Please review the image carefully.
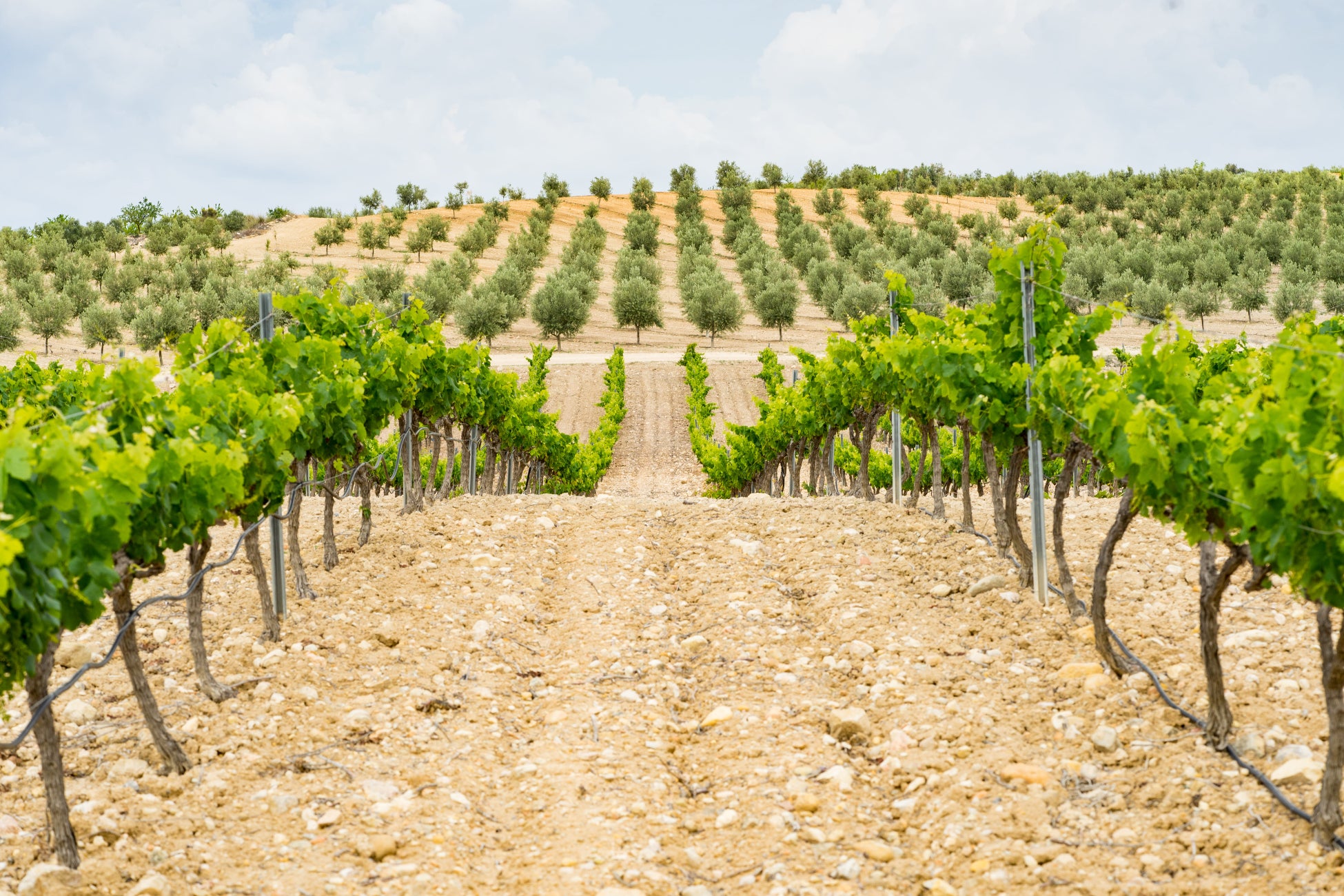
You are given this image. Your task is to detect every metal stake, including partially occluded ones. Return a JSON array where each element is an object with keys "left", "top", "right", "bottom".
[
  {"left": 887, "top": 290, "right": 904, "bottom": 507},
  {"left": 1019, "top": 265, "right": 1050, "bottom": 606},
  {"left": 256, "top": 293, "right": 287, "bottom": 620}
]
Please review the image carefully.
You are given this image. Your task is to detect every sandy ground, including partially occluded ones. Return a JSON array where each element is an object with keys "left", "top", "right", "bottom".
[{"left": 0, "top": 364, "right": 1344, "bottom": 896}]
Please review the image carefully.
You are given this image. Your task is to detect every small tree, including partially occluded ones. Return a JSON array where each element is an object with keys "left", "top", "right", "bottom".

§ BRIEF: Pick out every line of the listing above that contains the word "given", and copy each of those lines unchanged.

§ TASK OUTPUT:
You are given this image. Your task is to detect every metal stake, including partially occluded ones. Return a JSON array where each element is an object with keys "left", "top", "right", "bottom".
You are given this image. Your task is to detect every sandy ground, including partially occluded ones. Return a JSON array where each element is an object with keys "left", "top", "right", "bottom".
You are given this image. Your task is to detect every small tree, including partially occluded ones. Return a JSON array where each element is an object with keys "left", "top", "right", "bottom".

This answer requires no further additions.